= What you need to do =
Copy out all of the entries below word for word, and leave the pictures out of your copy.

= Items =

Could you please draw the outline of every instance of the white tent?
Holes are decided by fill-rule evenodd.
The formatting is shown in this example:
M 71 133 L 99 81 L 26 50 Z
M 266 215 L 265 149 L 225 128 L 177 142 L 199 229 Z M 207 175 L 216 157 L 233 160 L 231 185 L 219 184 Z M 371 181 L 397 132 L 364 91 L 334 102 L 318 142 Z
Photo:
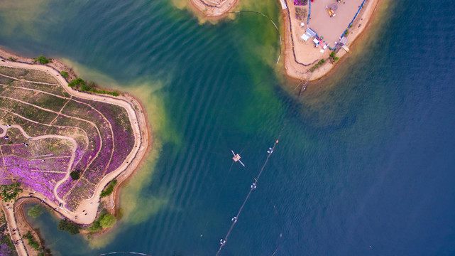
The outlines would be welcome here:
M 306 33 L 305 33 L 305 34 L 302 35 L 301 38 L 302 38 L 302 39 L 303 39 L 305 42 L 307 41 L 307 40 L 309 39 L 309 36 L 308 36 L 308 35 L 307 35 Z

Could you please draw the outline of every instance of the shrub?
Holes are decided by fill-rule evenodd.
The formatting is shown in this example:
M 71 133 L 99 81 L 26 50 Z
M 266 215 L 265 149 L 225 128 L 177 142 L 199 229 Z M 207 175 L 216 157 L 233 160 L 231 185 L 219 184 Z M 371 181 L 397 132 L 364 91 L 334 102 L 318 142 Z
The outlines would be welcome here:
M 102 228 L 106 228 L 112 227 L 116 222 L 116 220 L 115 219 L 115 217 L 111 214 L 106 214 L 102 218 L 100 218 L 99 225 Z
M 33 218 L 36 218 L 43 214 L 43 208 L 40 205 L 36 205 L 27 212 L 27 215 Z
M 73 181 L 75 181 L 80 177 L 80 173 L 79 171 L 72 171 L 70 173 L 70 176 Z
M 73 223 L 67 220 L 62 220 L 58 223 L 59 230 L 68 232 L 71 235 L 76 235 L 79 233 L 79 225 L 77 224 Z
M 70 76 L 70 75 L 68 75 L 68 73 L 67 73 L 67 72 L 66 72 L 66 71 L 62 71 L 62 72 L 60 72 L 60 75 L 62 75 L 62 76 L 63 78 L 67 78 L 67 77 L 69 77 L 69 76 Z
M 4 201 L 14 201 L 22 192 L 21 183 L 15 182 L 9 185 L 0 185 L 0 196 Z

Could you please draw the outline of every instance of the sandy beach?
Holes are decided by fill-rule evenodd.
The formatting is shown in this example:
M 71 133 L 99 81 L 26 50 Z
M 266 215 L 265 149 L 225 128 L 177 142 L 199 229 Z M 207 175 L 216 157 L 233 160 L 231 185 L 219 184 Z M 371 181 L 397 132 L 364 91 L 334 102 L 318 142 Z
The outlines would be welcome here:
M 4 59 L 4 61 L 0 62 L 0 65 L 1 65 L 13 68 L 34 69 L 48 73 L 55 78 L 62 85 L 65 90 L 72 95 L 90 100 L 109 102 L 122 107 L 126 110 L 134 132 L 134 145 L 136 146 L 133 148 L 131 152 L 130 152 L 125 161 L 117 169 L 103 177 L 102 181 L 97 184 L 95 191 L 92 196 L 88 200 L 83 200 L 81 201 L 81 203 L 75 211 L 70 211 L 65 208 L 59 208 L 56 203 L 49 200 L 46 200 L 44 196 L 39 193 L 33 193 L 33 191 L 24 191 L 19 196 L 19 198 L 33 197 L 37 198 L 42 203 L 45 203 L 48 207 L 55 210 L 58 215 L 64 216 L 68 220 L 74 221 L 76 223 L 82 225 L 92 223 L 97 217 L 102 191 L 106 187 L 109 182 L 116 178 L 118 181 L 119 185 L 115 187 L 113 194 L 117 195 L 118 192 L 116 191 L 121 187 L 121 183 L 128 179 L 134 173 L 135 170 L 140 166 L 147 153 L 150 149 L 150 147 L 152 139 L 151 129 L 150 129 L 150 124 L 148 123 L 146 117 L 147 115 L 145 112 L 145 108 L 138 100 L 128 94 L 124 94 L 121 96 L 114 97 L 109 95 L 87 94 L 72 90 L 67 86 L 67 81 L 60 75 L 60 72 L 63 70 L 68 72 L 70 75 L 70 79 L 75 78 L 75 74 L 74 74 L 70 68 L 66 67 L 57 60 L 53 60 L 53 63 L 46 65 L 33 64 L 33 59 L 18 56 L 3 49 L 0 49 L 0 57 Z M 8 58 L 9 57 L 16 58 L 16 61 L 9 60 Z M 118 201 L 119 197 L 114 196 L 112 198 L 114 198 L 115 201 L 112 202 L 114 207 L 111 210 L 115 211 L 119 205 L 119 202 Z M 9 203 L 9 205 L 11 205 L 11 203 Z M 10 227 L 10 233 L 12 234 L 12 229 L 16 228 L 14 227 L 17 227 L 18 225 L 21 226 L 23 224 L 16 223 L 16 218 L 14 213 L 16 210 L 11 210 L 12 209 L 16 209 L 16 207 L 11 208 L 9 206 L 6 206 L 6 203 L 3 203 L 2 206 L 4 206 L 2 208 L 3 210 L 6 213 L 6 216 L 8 220 L 9 227 Z M 9 208 L 10 208 L 10 209 L 8 209 Z M 85 213 L 87 213 L 87 215 Z M 21 236 L 18 235 L 18 233 L 16 233 L 16 235 L 17 238 L 12 238 L 13 240 L 21 239 Z M 21 247 L 20 246 L 21 245 L 21 244 L 16 245 L 16 247 L 18 246 L 19 247 Z M 25 248 L 23 247 L 18 249 L 18 252 L 19 252 L 20 255 L 26 255 L 23 254 L 23 252 L 25 252 Z
M 348 53 L 344 49 L 341 49 L 336 54 L 336 56 L 341 60 L 331 63 L 327 60 L 331 50 L 326 50 L 322 53 L 319 50 L 314 50 L 315 48 L 312 42 L 304 43 L 300 36 L 304 33 L 307 26 L 301 27 L 296 22 L 291 22 L 292 23 L 291 29 L 290 21 L 295 16 L 295 11 L 293 10 L 293 2 L 289 0 L 286 1 L 288 7 L 290 8 L 282 11 L 285 28 L 285 72 L 287 76 L 292 79 L 309 79 L 311 81 L 319 80 L 342 63 L 341 60 L 343 60 L 343 57 L 346 56 Z M 346 44 L 348 48 L 353 46 L 358 36 L 364 31 L 366 28 L 368 27 L 369 21 L 373 17 L 380 2 L 380 0 L 366 0 L 365 1 L 363 7 L 352 23 L 351 28 L 349 28 L 349 41 Z M 299 44 L 298 46 L 297 44 Z M 355 48 L 350 50 L 355 50 Z M 326 60 L 325 63 L 315 69 L 314 72 L 309 72 L 309 69 L 321 59 Z
M 219 18 L 226 16 L 239 0 L 188 0 L 192 9 L 206 18 Z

= Task result =
Could you please draw the outline of every instance of the white tent?
Holes are decided by fill-rule evenodd.
The formatting is shown in this example:
M 71 133 L 99 81 L 26 50 Z
M 266 215 L 265 149 L 225 128 L 177 142 L 199 229 Z M 207 175 L 216 157 L 233 160 L 231 185 L 219 184 Z M 371 181 L 397 132 L 364 91 L 334 102 L 318 142 Z
Photo:
The outlines would be welcome here:
M 306 33 L 305 33 L 305 34 L 302 35 L 301 38 L 302 38 L 302 39 L 303 39 L 305 42 L 307 41 L 307 40 L 309 39 L 309 36 L 308 36 L 308 35 L 307 35 Z

Could you please draw the outline of every instance of the shrub?
Holes are decided by fill-rule evenodd.
The formatting is shown in this example:
M 71 133 L 99 81 L 26 50 Z
M 266 215 L 265 149 L 225 128 L 177 142 L 199 229 Z M 207 175 L 216 157 L 233 160 L 231 185 L 219 184 Z M 371 181 L 397 132 L 364 91 L 334 102 L 318 142 Z
The outlines would be welcome here:
M 102 228 L 106 228 L 112 227 L 116 222 L 116 220 L 115 219 L 115 217 L 111 214 L 106 214 L 102 218 L 100 218 L 99 225 Z
M 33 218 L 36 218 L 43 214 L 43 208 L 40 205 L 36 205 L 27 212 L 27 215 Z
M 73 181 L 75 181 L 80 177 L 80 173 L 79 171 L 72 171 L 70 173 L 70 176 Z
M 73 223 L 67 220 L 62 220 L 58 223 L 59 230 L 68 232 L 71 235 L 76 235 L 79 233 L 79 225 L 77 224 Z
M 70 76 L 70 75 L 68 75 L 68 73 L 67 73 L 67 72 L 66 72 L 66 71 L 62 71 L 62 72 L 60 72 L 60 75 L 62 75 L 62 76 L 63 78 L 67 78 L 67 77 L 69 77 L 69 76 Z
M 4 201 L 14 201 L 22 192 L 21 183 L 15 182 L 9 185 L 0 185 L 0 196 Z

Could you please draw the outline of every instance of the sandy beach?
Holes are decided by fill-rule evenodd.
The formatting is shown in this example:
M 71 133 L 99 81 L 26 50 Z
M 266 215 L 265 149 L 225 128 L 177 142 L 199 229 Z M 207 175 L 216 157 L 233 160 L 231 185 L 219 184 Z M 371 181 L 397 132 L 364 91 L 334 102 L 318 142 Z
The outlines would be welcome here:
M 4 59 L 4 61 L 0 62 L 0 65 L 1 65 L 13 68 L 34 69 L 48 73 L 55 78 L 62 85 L 65 90 L 72 95 L 90 100 L 109 102 L 122 107 L 126 110 L 134 132 L 134 145 L 136 146 L 133 148 L 131 152 L 130 152 L 125 161 L 117 169 L 103 177 L 102 181 L 97 184 L 95 191 L 92 196 L 88 200 L 83 200 L 81 201 L 81 203 L 75 211 L 70 211 L 65 208 L 59 208 L 56 203 L 49 200 L 46 200 L 44 196 L 39 193 L 33 193 L 33 191 L 24 191 L 19 196 L 19 198 L 33 197 L 37 198 L 42 203 L 45 203 L 48 207 L 55 210 L 58 215 L 64 216 L 68 220 L 74 221 L 76 223 L 82 225 L 92 223 L 97 217 L 102 191 L 106 187 L 109 182 L 116 178 L 118 181 L 119 185 L 115 187 L 113 194 L 117 195 L 118 192 L 116 191 L 121 187 L 121 183 L 128 179 L 134 173 L 135 170 L 140 166 L 147 153 L 150 149 L 150 147 L 152 139 L 151 129 L 150 129 L 150 124 L 148 123 L 146 117 L 147 115 L 145 112 L 145 108 L 138 100 L 128 94 L 124 94 L 121 96 L 114 97 L 109 95 L 87 94 L 72 90 L 67 86 L 67 81 L 60 75 L 60 72 L 63 70 L 68 72 L 70 75 L 70 79 L 75 78 L 75 74 L 74 74 L 70 68 L 66 67 L 57 60 L 53 60 L 53 63 L 46 65 L 33 64 L 33 59 L 18 56 L 3 49 L 0 49 L 0 57 Z M 8 58 L 9 57 L 16 58 L 16 61 L 9 60 Z M 118 201 L 119 197 L 114 196 L 112 198 L 114 198 L 115 201 L 112 202 L 114 207 L 111 210 L 115 211 L 119 205 L 119 202 Z M 9 203 L 9 205 L 11 205 L 11 203 Z M 10 227 L 10 233 L 12 234 L 12 229 L 16 228 L 14 227 L 17 227 L 18 225 L 21 226 L 23 224 L 16 223 L 16 218 L 14 213 L 16 210 L 11 210 L 12 209 L 16 209 L 16 207 L 11 208 L 9 206 L 6 206 L 6 203 L 3 203 L 2 206 L 4 206 L 2 208 L 3 210 L 6 213 L 6 216 L 8 220 L 9 227 Z M 9 208 L 10 208 L 10 209 L 8 209 Z M 85 213 L 87 213 L 87 215 Z M 21 236 L 18 235 L 18 233 L 16 233 L 16 235 L 17 238 L 12 238 L 13 240 L 21 239 Z M 21 247 L 20 246 L 21 245 L 21 244 L 16 245 L 16 247 L 18 246 L 19 247 Z M 25 248 L 23 247 L 18 249 L 18 252 L 19 252 L 20 255 L 26 255 L 23 254 L 23 252 L 25 252 Z
M 348 53 L 344 49 L 341 49 L 336 54 L 336 56 L 341 60 L 331 63 L 327 60 L 331 50 L 326 50 L 322 53 L 319 50 L 314 50 L 315 48 L 312 42 L 304 43 L 300 36 L 304 33 L 307 26 L 301 27 L 296 22 L 291 22 L 292 23 L 291 29 L 290 21 L 295 16 L 295 11 L 293 10 L 293 2 L 289 0 L 286 1 L 288 7 L 290 8 L 282 11 L 285 28 L 285 72 L 287 76 L 292 79 L 309 79 L 311 81 L 319 80 L 342 63 L 341 60 L 343 60 L 343 57 L 346 56 Z M 346 44 L 348 48 L 353 46 L 358 36 L 364 31 L 366 28 L 368 27 L 369 21 L 373 17 L 380 2 L 380 0 L 366 0 L 365 1 L 363 7 L 352 23 L 351 28 L 349 28 L 349 41 Z M 299 44 L 298 46 L 297 44 Z M 355 48 L 350 50 L 355 50 Z M 326 60 L 325 63 L 315 69 L 314 72 L 309 72 L 309 69 L 321 59 Z
M 219 18 L 226 16 L 239 0 L 188 0 L 192 9 L 206 18 Z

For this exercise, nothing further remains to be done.